SHORT PROBLEM:
Revise the lines of the records that run from the line containing "Annotation task: mark the man with beard" through the end of the records, inclusive, so that "man with beard" becomes "bearded man" and nothing else changes.

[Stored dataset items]
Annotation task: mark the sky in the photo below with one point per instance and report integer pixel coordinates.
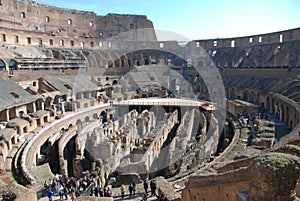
(201, 19)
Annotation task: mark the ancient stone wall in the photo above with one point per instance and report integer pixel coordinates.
(31, 16)
(276, 37)
(217, 187)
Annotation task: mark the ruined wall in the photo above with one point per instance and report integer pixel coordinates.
(31, 16)
(217, 187)
(275, 37)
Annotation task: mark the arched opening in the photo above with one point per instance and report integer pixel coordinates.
(48, 102)
(12, 64)
(246, 95)
(2, 65)
(268, 104)
(115, 82)
(87, 119)
(103, 116)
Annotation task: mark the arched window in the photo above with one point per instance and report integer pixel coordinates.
(69, 22)
(22, 15)
(232, 43)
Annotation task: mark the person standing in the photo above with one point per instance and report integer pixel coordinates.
(61, 192)
(153, 187)
(146, 185)
(122, 191)
(133, 188)
(130, 188)
(50, 195)
(73, 194)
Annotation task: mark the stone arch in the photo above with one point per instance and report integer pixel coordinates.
(87, 119)
(78, 122)
(115, 82)
(39, 104)
(3, 65)
(12, 64)
(79, 95)
(95, 116)
(103, 116)
(56, 99)
(232, 93)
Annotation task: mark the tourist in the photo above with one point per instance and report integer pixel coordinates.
(130, 188)
(61, 192)
(133, 188)
(96, 191)
(146, 185)
(50, 194)
(153, 187)
(108, 192)
(101, 193)
(122, 191)
(73, 194)
(66, 192)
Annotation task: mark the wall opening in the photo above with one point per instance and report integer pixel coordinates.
(15, 95)
(61, 43)
(3, 37)
(215, 43)
(28, 40)
(40, 42)
(12, 64)
(232, 43)
(69, 22)
(2, 65)
(161, 45)
(16, 39)
(281, 38)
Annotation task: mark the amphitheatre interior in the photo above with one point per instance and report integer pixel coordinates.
(84, 95)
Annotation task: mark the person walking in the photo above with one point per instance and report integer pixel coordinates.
(130, 188)
(50, 194)
(146, 185)
(73, 194)
(133, 188)
(122, 191)
(153, 187)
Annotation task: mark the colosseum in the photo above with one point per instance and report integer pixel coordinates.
(92, 104)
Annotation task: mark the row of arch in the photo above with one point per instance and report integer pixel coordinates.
(8, 65)
(282, 110)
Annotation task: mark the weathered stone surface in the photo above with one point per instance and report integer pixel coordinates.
(274, 177)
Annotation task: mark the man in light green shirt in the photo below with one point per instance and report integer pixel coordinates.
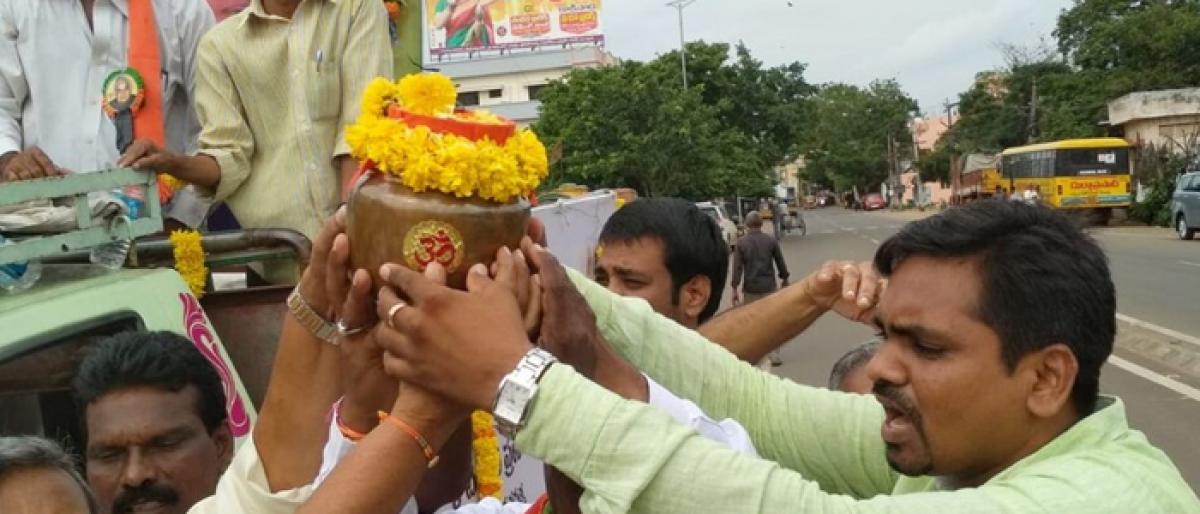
(996, 322)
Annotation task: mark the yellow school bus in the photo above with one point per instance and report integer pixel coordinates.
(1090, 173)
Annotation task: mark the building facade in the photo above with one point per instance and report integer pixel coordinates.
(1165, 119)
(509, 84)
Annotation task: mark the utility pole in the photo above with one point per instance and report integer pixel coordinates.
(892, 169)
(1033, 112)
(683, 46)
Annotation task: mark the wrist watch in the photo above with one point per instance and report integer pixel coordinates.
(517, 390)
(310, 320)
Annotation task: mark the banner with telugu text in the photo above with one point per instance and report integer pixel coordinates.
(471, 25)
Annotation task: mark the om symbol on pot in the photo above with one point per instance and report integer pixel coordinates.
(433, 241)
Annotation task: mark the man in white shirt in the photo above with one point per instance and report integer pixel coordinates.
(671, 255)
(54, 59)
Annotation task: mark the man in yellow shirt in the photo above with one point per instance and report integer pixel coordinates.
(277, 84)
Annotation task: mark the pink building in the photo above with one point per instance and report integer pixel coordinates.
(927, 131)
(225, 9)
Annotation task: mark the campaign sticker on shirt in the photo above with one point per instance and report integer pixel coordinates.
(124, 91)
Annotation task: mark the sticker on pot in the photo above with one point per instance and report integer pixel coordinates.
(433, 241)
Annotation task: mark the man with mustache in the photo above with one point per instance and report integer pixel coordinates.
(155, 418)
(987, 387)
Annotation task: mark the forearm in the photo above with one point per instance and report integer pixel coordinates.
(347, 167)
(292, 429)
(750, 333)
(201, 169)
(447, 480)
(382, 473)
(4, 163)
(631, 458)
(801, 428)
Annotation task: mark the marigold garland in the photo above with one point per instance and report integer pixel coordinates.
(487, 455)
(427, 94)
(424, 160)
(190, 260)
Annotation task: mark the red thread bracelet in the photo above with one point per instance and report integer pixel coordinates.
(430, 455)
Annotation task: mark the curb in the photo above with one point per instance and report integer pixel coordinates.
(1171, 351)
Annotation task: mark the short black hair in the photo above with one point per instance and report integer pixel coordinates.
(159, 359)
(691, 241)
(852, 360)
(1044, 280)
(37, 453)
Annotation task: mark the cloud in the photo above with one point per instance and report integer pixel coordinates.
(933, 47)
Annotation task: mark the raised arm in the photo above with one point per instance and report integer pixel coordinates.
(753, 333)
(305, 378)
(367, 55)
(805, 429)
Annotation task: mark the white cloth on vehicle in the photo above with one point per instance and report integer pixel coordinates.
(45, 216)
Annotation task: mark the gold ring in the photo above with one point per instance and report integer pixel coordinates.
(391, 312)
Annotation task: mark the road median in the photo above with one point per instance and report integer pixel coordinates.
(1168, 352)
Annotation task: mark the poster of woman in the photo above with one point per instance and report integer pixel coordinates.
(467, 27)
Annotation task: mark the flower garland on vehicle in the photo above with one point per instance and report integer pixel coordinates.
(486, 449)
(411, 130)
(190, 260)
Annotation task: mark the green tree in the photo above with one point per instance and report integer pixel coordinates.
(1141, 43)
(847, 141)
(617, 126)
(633, 125)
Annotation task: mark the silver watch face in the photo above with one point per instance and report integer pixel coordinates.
(511, 402)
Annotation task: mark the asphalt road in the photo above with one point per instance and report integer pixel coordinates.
(1157, 279)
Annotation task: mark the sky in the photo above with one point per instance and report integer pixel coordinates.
(933, 47)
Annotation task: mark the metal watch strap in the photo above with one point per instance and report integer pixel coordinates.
(519, 388)
(310, 320)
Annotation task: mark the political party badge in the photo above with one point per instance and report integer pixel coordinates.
(433, 241)
(124, 90)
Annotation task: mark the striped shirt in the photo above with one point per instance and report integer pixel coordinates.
(274, 97)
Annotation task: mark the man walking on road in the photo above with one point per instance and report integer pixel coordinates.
(759, 256)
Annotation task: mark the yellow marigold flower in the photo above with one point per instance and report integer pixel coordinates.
(426, 161)
(427, 94)
(190, 260)
(377, 96)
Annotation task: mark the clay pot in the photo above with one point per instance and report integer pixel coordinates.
(387, 222)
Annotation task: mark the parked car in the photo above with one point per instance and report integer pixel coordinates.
(1186, 205)
(729, 228)
(874, 202)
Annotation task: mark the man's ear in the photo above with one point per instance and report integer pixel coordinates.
(1053, 371)
(222, 437)
(694, 296)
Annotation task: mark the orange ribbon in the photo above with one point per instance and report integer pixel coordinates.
(143, 57)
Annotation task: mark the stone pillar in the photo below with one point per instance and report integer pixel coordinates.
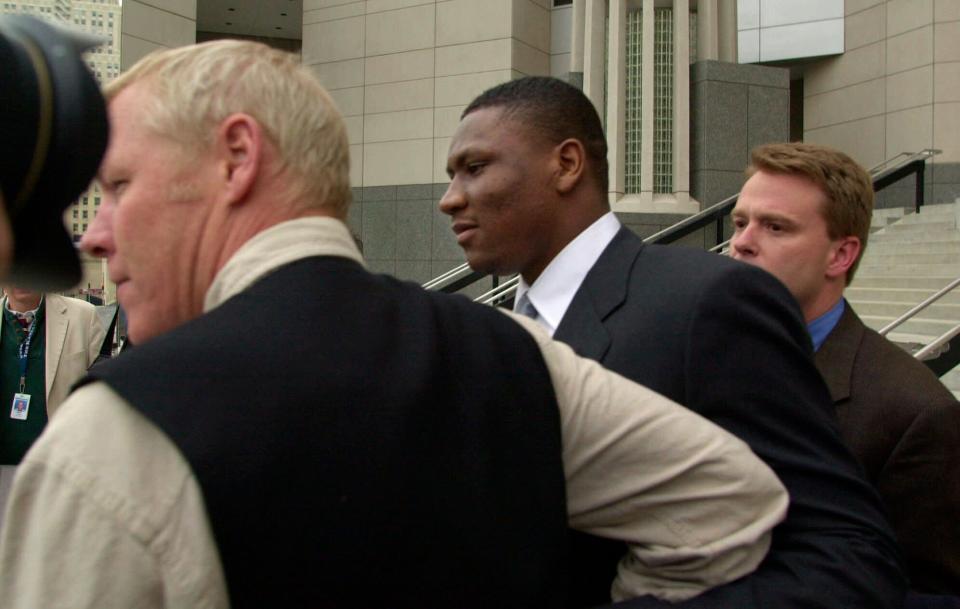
(148, 25)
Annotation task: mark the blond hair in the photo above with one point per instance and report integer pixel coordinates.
(194, 88)
(847, 188)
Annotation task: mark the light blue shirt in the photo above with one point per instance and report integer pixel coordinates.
(821, 327)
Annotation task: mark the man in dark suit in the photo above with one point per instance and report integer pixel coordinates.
(528, 195)
(804, 215)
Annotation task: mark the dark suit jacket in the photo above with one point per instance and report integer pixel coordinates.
(903, 426)
(728, 341)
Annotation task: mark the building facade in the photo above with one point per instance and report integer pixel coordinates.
(685, 89)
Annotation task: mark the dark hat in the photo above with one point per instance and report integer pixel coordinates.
(54, 123)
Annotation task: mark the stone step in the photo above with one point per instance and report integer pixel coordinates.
(937, 310)
(934, 258)
(901, 281)
(924, 327)
(912, 270)
(907, 296)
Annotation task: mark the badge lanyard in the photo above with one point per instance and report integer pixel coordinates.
(21, 400)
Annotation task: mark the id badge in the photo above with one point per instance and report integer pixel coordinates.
(21, 406)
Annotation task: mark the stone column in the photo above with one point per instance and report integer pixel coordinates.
(148, 25)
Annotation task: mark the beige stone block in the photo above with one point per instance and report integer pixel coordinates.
(333, 13)
(531, 24)
(947, 41)
(339, 74)
(314, 5)
(412, 65)
(946, 131)
(474, 57)
(391, 97)
(184, 8)
(909, 89)
(844, 105)
(354, 126)
(906, 15)
(401, 30)
(910, 50)
(461, 21)
(530, 61)
(158, 26)
(560, 65)
(333, 40)
(855, 6)
(909, 130)
(441, 147)
(348, 101)
(405, 162)
(946, 10)
(946, 82)
(459, 90)
(135, 49)
(404, 125)
(858, 65)
(863, 139)
(378, 6)
(446, 120)
(865, 27)
(356, 165)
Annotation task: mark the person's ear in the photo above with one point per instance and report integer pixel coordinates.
(844, 254)
(240, 154)
(571, 158)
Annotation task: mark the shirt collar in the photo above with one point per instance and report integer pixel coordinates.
(821, 327)
(556, 286)
(279, 245)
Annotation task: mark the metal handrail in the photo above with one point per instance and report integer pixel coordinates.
(923, 305)
(463, 269)
(500, 292)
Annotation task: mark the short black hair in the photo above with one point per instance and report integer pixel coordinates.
(554, 109)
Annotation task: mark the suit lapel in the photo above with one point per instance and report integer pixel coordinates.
(602, 292)
(57, 323)
(836, 355)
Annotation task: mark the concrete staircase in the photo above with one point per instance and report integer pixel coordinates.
(908, 258)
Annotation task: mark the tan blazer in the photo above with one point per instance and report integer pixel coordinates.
(73, 338)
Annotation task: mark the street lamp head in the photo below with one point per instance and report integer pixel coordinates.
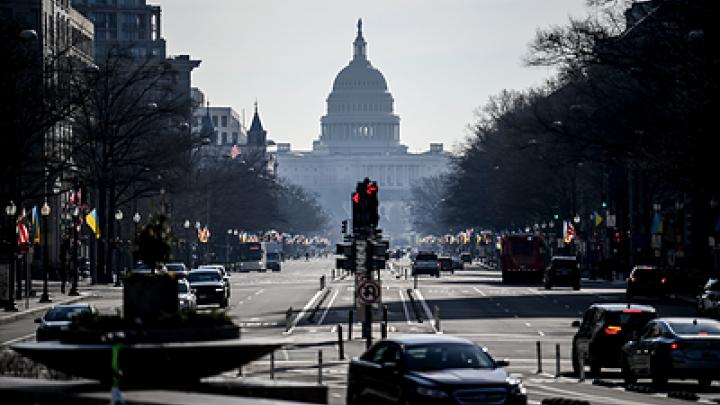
(45, 210)
(28, 35)
(11, 209)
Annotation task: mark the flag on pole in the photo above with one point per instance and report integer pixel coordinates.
(91, 220)
(234, 152)
(23, 235)
(35, 220)
(568, 232)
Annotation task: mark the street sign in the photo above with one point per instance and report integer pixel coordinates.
(369, 292)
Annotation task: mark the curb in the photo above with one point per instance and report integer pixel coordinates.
(32, 311)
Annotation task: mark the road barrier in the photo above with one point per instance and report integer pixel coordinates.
(350, 322)
(341, 344)
(272, 365)
(557, 360)
(319, 367)
(288, 318)
(538, 348)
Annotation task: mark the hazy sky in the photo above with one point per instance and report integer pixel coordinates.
(442, 58)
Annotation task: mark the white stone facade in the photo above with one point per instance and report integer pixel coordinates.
(360, 137)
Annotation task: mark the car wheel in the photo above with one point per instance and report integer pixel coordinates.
(659, 376)
(704, 382)
(627, 373)
(576, 362)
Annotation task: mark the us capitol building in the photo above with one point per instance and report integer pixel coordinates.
(360, 137)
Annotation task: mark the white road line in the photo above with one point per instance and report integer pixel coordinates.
(327, 308)
(402, 299)
(427, 310)
(480, 291)
(303, 312)
(575, 394)
(19, 339)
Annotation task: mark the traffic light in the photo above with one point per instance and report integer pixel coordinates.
(365, 207)
(347, 261)
(378, 250)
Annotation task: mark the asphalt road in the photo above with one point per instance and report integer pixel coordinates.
(508, 320)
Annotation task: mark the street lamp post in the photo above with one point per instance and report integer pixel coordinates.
(186, 225)
(73, 289)
(118, 218)
(10, 211)
(45, 212)
(136, 221)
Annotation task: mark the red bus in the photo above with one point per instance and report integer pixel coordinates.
(522, 258)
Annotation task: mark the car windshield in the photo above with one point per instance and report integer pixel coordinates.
(64, 313)
(201, 276)
(446, 356)
(564, 263)
(629, 319)
(701, 328)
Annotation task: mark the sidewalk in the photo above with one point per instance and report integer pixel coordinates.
(31, 306)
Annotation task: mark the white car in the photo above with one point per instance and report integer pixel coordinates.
(187, 300)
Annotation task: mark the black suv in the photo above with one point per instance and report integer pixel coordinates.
(209, 286)
(604, 330)
(648, 281)
(563, 271)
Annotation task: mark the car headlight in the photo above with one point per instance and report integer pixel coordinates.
(430, 392)
(516, 387)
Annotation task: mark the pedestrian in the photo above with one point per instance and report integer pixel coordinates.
(116, 395)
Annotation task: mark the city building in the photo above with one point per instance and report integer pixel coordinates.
(360, 137)
(63, 39)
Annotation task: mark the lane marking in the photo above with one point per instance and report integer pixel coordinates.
(18, 339)
(402, 299)
(427, 310)
(327, 308)
(480, 291)
(303, 312)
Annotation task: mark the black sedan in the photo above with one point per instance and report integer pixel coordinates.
(674, 348)
(58, 318)
(430, 369)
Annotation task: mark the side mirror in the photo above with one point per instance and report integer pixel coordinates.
(502, 363)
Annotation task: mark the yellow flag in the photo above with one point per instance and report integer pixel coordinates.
(91, 220)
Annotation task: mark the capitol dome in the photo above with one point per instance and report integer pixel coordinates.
(360, 116)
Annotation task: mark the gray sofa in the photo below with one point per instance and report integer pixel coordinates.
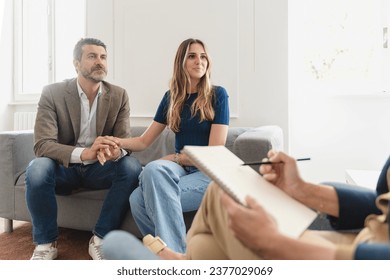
(81, 209)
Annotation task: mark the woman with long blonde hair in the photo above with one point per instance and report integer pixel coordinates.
(198, 113)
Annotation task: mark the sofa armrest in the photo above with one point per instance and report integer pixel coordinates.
(254, 144)
(16, 150)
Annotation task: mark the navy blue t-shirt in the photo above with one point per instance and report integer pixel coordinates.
(191, 130)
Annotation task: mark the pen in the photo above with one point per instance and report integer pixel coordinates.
(270, 162)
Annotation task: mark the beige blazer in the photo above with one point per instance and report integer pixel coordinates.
(57, 126)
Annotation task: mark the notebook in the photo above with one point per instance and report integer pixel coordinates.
(226, 169)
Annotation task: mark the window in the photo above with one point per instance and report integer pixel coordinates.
(340, 46)
(45, 33)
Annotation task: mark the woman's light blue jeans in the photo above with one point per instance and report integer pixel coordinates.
(165, 191)
(45, 178)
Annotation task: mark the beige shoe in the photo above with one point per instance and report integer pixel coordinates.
(154, 244)
(45, 252)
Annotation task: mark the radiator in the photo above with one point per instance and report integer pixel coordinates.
(24, 120)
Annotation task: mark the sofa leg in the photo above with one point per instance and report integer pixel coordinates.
(8, 225)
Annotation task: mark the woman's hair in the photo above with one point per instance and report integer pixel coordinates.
(179, 84)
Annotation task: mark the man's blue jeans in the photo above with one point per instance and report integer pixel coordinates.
(165, 191)
(45, 178)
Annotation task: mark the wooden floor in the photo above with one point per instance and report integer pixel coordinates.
(15, 223)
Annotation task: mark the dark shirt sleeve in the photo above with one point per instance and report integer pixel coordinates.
(221, 106)
(161, 113)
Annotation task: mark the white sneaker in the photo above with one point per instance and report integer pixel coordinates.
(45, 252)
(95, 248)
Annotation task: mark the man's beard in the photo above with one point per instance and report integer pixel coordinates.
(95, 76)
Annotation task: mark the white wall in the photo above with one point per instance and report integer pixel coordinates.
(6, 111)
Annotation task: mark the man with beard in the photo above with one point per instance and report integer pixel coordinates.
(72, 119)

EXERCISE RESPONSE:
Annotation task: mark the bearded man in the photo above with one point per instance and report integer pixel coordinates.
(72, 119)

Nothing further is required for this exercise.